--- start DOCUMENT SEGMENT ---

Studio album by The Fabulous Thunderbirds
- Released: June 28, 2024
- Genre: Blues
- Label: Stony Plain Records
- Producer: Kim Wilson, Steve Strongman, Glen Parrish

The Fabulous Thunderbirds chronology
| Strong Like That (2016) | Struck Down (2024) |  |

= Struck Down (The Fabulous Thunderbirds album) =

2024 studio album by The Fabulous Thunderbirds

Struck Down is an album by the Fabulous Thunderbirds. It was released on June 28, 2024.

Struck Down was nominated for a Grammy Award for Best Traditional Blues Album.

==Track listing==
All tracks written by Steve Strongman and Kim Wilson.

--- end DOCUMENT SEGMENT ---
--- start ENTRIES PROVIDED ---

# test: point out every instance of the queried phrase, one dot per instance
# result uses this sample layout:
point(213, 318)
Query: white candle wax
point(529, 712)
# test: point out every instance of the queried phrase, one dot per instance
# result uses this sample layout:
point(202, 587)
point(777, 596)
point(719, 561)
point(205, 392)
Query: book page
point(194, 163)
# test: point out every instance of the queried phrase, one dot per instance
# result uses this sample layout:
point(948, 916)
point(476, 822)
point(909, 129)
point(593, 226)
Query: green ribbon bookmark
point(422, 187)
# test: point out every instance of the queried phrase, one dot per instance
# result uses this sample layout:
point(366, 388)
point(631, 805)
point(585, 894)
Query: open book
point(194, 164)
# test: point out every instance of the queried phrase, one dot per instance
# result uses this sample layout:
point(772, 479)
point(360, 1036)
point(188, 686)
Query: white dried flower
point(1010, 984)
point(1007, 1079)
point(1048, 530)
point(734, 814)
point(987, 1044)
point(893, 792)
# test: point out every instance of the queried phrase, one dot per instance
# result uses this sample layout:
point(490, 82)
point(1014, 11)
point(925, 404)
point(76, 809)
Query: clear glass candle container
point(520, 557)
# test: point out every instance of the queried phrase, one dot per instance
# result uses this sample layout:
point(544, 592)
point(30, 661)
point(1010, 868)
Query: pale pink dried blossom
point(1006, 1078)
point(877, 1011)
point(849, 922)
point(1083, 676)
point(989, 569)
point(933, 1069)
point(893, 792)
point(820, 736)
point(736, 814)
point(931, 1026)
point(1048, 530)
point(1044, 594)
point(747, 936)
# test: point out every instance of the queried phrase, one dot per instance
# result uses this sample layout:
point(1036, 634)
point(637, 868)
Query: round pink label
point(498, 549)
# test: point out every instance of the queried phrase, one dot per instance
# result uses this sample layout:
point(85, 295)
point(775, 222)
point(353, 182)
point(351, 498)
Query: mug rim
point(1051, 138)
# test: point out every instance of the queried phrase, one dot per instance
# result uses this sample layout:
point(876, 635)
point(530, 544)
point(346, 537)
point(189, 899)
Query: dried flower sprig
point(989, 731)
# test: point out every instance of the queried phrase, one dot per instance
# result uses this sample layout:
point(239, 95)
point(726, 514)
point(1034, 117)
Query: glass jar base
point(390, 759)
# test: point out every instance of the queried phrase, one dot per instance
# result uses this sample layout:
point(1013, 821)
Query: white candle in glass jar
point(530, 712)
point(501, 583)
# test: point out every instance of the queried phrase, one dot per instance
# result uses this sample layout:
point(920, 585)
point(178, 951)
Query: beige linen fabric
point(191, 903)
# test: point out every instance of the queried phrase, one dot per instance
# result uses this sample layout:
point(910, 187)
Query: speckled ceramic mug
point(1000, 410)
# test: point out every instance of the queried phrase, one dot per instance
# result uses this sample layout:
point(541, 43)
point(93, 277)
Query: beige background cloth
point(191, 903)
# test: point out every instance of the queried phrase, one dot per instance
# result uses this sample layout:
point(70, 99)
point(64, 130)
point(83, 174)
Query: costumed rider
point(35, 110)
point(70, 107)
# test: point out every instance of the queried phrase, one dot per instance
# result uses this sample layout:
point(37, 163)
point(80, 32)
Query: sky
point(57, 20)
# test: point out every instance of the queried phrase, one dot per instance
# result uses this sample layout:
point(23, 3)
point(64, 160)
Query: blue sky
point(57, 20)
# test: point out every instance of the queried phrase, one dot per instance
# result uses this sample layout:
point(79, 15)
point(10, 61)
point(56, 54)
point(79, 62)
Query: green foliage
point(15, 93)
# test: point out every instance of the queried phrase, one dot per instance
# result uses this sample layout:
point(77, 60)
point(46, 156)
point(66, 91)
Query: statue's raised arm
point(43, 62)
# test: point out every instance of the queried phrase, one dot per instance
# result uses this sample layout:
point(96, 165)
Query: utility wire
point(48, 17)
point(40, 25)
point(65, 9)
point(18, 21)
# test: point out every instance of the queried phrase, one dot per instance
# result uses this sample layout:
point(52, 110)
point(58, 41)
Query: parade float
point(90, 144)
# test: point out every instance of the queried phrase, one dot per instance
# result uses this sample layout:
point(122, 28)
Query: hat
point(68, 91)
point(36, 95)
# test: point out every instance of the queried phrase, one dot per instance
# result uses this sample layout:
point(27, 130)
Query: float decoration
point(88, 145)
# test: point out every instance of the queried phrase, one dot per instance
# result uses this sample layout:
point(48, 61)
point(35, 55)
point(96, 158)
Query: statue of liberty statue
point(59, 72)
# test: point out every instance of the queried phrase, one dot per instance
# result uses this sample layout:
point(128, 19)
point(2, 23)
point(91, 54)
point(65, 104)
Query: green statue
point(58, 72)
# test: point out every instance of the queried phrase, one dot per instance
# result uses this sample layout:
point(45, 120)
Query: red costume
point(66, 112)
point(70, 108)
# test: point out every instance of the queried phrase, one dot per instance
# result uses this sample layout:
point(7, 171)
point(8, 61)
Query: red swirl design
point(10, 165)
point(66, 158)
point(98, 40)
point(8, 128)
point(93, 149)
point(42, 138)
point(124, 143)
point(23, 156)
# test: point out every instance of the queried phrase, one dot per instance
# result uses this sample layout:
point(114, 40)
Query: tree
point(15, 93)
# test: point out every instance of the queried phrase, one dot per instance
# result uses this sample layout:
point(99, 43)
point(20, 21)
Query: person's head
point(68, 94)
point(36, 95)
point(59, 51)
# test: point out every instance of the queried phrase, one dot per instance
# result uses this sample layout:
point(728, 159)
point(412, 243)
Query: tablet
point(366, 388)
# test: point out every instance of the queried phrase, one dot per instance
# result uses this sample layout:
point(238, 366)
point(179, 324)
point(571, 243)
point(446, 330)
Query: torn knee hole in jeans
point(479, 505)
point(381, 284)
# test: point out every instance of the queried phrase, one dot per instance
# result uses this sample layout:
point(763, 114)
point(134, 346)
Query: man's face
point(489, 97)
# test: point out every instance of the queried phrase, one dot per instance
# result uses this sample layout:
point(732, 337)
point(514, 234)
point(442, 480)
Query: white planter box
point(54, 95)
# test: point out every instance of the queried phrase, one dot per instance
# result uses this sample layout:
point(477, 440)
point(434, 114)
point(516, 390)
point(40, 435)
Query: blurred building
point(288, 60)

--- end ENTRIES PROVIDED ---

EXERCISES TO COMPLETE ▸
1 > Extract everything from "2024 studio album" down to "and Kim Wilson." in the Struck Down page.
2 > Using the Struck Down page, mark each statement yes or no and quote the words that decide it: (a) The album came out on Stony Plain Records. (b) The album was nominated for a Grammy Award for Best Contemporary Blues Album. (c) Kim Wilson wrote every track alone.
Rely only on the Struck Down page.

ANSWERS TO THE TASKS ▸
1 >
2024 studio album by The Fabulous Thunderbirds

Struck Down is an album by the Fabulous Thunderbirds. It was released on June 28, 2024.

Struck Down was nominated for a Grammy Award for Best Traditional Blues Album.

==Track listing==
All tracks written by Steve Strongman and Kim Wilson.

2 >
(a) Yes: "Label: Stony Plain Records"
(b) No: "nominated for a Grammy Award for Best Traditional Blues Album"
(c) No: "All tracks written by Steve Strongman and Kim Wilson."